*** Opening of Passage provided ***

Spontaneous Coronary Artery Dissection in a Woman with Depression without Coronary Atherosclerotic Risk Factors

Yen-Dong Ho, MD, Tomomi Koizumi, MD, PhD, David P. Lee, MD
June 2007

Case Report. A 46-year-old female presented to a community hospital with acute coronary syndrome. One week prior to presentation, the patient had experienced chest tightness lasting 1 hour, occurring 1 day after lifting furniture. On the day of presentation, she developed recurrent chest tightness at rest. In the emergency room, her physical examination was normal. Her blood pressure was 109/60 mmHg. Serial electrocardiograms revealed transient minimal anterior ST-elevation and lateral T-wave inversions. Initial cardiac biomarkers were normal. The patient received aspirin, clopidogrel, metoprolol, nitrates and enoxaparin, and her chest pain resolved after 1.5 hours. However, her cardiac enzymes steadily rose over the next 2 days to a creatine kinase level of 567 U/L (normal < 200 U/L), CK-MB of 58 ng/ml (normal < 4 ng/ml), and troponin I of 28.1 ng/ml (normal < 0.3 ng/ml).

*** Close of Passage provided ***

Action item A:
Transcribe the case report from "Case Report. A" to "< 0.3 ng/ml).".
Action item B:
In the case report, what was the patient's blood pressure in the emergency room?
You can ignore the lines that come next.

*** Opening of Extracted material ***

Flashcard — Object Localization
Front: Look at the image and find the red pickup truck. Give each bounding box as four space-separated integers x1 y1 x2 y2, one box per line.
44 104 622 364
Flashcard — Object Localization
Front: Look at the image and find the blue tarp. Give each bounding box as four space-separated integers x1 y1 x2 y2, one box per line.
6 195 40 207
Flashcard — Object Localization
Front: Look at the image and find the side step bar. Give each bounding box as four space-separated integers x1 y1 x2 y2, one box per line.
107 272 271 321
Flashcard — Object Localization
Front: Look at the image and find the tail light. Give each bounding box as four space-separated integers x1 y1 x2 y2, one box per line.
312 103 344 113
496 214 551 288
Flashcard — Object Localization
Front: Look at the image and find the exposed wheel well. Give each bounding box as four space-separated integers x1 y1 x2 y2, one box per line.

*** Close of Extracted material ***

Answer area A:
Case Report. A 46-year-old female presented to a community hospital with acute coronary syndrome. One week prior to presentation, the patient had experienced chest tightness lasting 1 hour, occurring 1 day after lifting furniture. On the day of presentation, she developed recurrent chest tightness at rest. In the emergency room, her physical examination was normal. Her blood pressure was 109/60 mmHg. Serial electrocardiograms revealed transient minimal anterior ST-elevation and lateral T-wave inversions. Initial cardiac biomarkers were normal. The patient received aspirin, clopidogrel, metoprolol, nitrates and enoxaparin, and her chest pain resolved after 1.5 hours. However, her cardiac enzymes steadily rose over the next 2 days to a creatine kinase level of 567 U/L (normal < 200 U/L), CK-MB of 58 ng/ml (normal < 4 ng/ml), and troponin I of 28.1 ng/ml (normal < 0.3 ng/ml).

Answer area B:
109/60 mmHg